_INSTRUCTIONS FOR THE TASK:_
Output the material beneath exactly, leaving nothing out.

○ ○ ○ ○ ○ ○ ○

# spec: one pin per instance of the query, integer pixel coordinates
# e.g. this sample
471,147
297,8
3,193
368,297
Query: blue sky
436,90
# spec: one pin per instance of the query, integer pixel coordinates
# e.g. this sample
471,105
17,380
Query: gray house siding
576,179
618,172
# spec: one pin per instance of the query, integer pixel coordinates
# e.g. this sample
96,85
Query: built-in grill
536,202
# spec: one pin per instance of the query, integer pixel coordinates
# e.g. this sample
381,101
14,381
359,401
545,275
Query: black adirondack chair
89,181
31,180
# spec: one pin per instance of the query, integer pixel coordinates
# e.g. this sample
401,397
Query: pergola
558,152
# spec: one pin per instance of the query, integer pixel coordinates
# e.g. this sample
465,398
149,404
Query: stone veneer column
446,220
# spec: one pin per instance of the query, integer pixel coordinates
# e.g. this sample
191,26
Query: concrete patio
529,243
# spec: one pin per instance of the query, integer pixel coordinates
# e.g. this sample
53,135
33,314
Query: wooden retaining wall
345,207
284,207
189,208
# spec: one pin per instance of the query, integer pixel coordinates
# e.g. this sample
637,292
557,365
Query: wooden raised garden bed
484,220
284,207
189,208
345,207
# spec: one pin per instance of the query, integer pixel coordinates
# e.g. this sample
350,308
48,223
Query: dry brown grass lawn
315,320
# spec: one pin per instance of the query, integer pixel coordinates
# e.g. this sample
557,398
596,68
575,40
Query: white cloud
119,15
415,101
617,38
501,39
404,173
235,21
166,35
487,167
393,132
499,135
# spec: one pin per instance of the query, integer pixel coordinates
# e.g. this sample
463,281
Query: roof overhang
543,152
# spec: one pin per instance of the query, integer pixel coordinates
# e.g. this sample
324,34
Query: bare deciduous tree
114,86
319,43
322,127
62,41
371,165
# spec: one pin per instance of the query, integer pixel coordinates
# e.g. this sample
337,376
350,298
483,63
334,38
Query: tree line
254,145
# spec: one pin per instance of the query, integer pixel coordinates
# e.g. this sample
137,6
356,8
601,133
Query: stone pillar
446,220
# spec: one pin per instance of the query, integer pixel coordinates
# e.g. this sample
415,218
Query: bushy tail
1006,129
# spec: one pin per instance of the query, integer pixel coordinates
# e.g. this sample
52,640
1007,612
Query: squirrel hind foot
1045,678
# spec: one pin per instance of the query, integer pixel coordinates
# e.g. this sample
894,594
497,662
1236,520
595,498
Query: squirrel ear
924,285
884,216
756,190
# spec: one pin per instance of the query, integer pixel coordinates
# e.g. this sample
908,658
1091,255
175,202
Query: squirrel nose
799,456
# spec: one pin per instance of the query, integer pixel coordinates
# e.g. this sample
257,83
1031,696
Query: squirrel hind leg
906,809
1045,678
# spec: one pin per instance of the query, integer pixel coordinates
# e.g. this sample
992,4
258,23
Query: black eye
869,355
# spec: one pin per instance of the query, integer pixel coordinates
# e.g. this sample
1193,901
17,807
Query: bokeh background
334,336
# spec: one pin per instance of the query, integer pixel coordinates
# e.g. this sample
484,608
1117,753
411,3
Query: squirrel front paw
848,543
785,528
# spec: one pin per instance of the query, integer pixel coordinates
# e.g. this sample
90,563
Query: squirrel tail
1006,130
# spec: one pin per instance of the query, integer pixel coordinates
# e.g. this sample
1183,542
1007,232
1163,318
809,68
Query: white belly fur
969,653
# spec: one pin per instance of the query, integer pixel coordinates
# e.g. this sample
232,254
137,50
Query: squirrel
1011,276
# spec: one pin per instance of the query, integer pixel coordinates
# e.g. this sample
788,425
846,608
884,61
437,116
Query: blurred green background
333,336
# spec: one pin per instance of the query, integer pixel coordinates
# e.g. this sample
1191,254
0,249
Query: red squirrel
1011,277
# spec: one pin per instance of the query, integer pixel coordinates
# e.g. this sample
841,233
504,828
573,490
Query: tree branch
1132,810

○ ○ ○ ○ ○ ○ ○

_EXERCISE RESULT:_
# spec: one pin per instance of the query, integer pixel coordinates
# e.g. this sample
471,147
297,8
3,193
368,297
Query: blue sky
436,90
# spec: one pin per instance of the query, integer pixel coordinates
# e.g. this sample
471,105
17,380
Query: gray house siding
576,179
618,172
# spec: one pin per instance of the query, integer pixel coordinates
# e.g. this sample
96,85
Query: built-in grill
536,202
# spec: one pin per instance of the query, integer pixel coordinates
# e.g. this sample
381,101
14,381
359,401
545,275
Query: black adirondack chair
89,181
31,180
# spec: one pin per instance of the query, integer pixel coordinates
# e.g. this sample
401,397
Query: pergola
558,152
# spec: one pin per instance of the query, integer pixel coordinates
# e.g. this sample
465,398
149,404
Query: stone veneer column
446,220
# spec: one pin per instance of the query, integer pixel coordinates
# e.g. this sample
191,26
Query: concrete patio
529,243
# spec: one pin per instance of the query, integer pixel coordinates
# e.g. this sample
53,135
33,314
Query: wooden retaining wall
345,207
284,207
189,208
# spec: one pin per instance of the query, integer pixel coordinates
# e.g. this sample
637,292
557,365
Query: wooden raised garden bed
484,220
284,207
189,208
345,207
# spec: one pin per instance of the query, integer pixel coordinates
# e.g. this sample
350,308
48,223
Query: dry brown grass lawn
315,320
# spec: one pin per instance of the query, integer pixel coordinates
# e.g. this sample
557,398
596,68
575,40
Query: white cloud
119,15
415,101
617,38
501,39
404,173
235,21
166,35
487,167
393,132
499,135
# spec: one pin per instance of the query, integer pixel coordinates
# e.g. this sample
463,281
Query: roof overhang
543,152
# spec: one pin per instance of the query, integer pixel coordinates
# e.g. this sample
324,34
Query: bare deciduous tree
114,86
319,43
322,127
62,41
371,165
# spec: one pin per instance of the query, integer pixel coordinates
# e.g. this sample
337,376
350,298
483,63
334,38
Query: tree line
254,145
# spec: one pin per instance of the query, integer pixel coordinates
# e.g. this sample
137,6
356,8
601,133
Query: stone pillar
446,220
# spec: one pin per instance of the query, integer pixel coordinates
# e.g. this sample
415,218
Query: bushy tail
1006,129
# spec: one pin per instance of the query, integer pixel coordinates
# e.g. this sample
52,640
1007,612
Query: squirrel hind foot
1045,678
# spec: one pin per instance of the query, integer pixel coordinates
# e.g. this sample
894,594
497,662
1236,520
595,498
Query: squirrel ear
924,285
884,216
756,190
# spec: one pin per instance of the query, integer pixel coordinates
# e.g. this sample
908,658
1091,255
175,202
Query: squirrel nose
799,456
# spec: one pin per instance of the query, integer pixel coordinates
# e.g. this sample
257,83
1031,696
Query: squirrel hind leg
906,809
1045,678
# spec: one pin per instance of the query, integer pixel coordinates
# e.g. this sample
992,4
258,23
Query: black eye
869,355
# spec: one pin per instance of the query, integer pixel coordinates
# e.g. this sample
1193,901
17,807
Query: bokeh background
334,336
# spec: one pin per instance of the query, integer pixel coordinates
# e.g. this sample
484,608
1117,753
411,3
Query: squirrel front paw
848,543
785,528
# spec: one pin per instance of the query, integer pixel coordinates
# e.g. this sample
90,563
Query: squirrel tail
1006,130
# spec: one pin per instance of the query, integer pixel coordinates
# e.g. this sample
1183,542
1007,232
1163,318
809,68
Query: white belly fur
969,653
# spec: one pin per instance of the query, integer pixel coordinates
# e.g. this sample
232,254
137,50
Query: squirrel
1011,276
# spec: one pin per instance of the query, integer pixel coordinates
# e.g. this sample
788,425
846,608
884,61
437,116
Query: blurred green background
333,336
# spec: one pin per instance of the query, integer pixel coordinates
# e.g. this sample
1191,254
0,249
Query: red squirrel
1011,277
# spec: one pin per instance of the query, integer pixel coordinates
# e.g. this sample
841,233
504,828
573,490
Query: tree branch
1132,810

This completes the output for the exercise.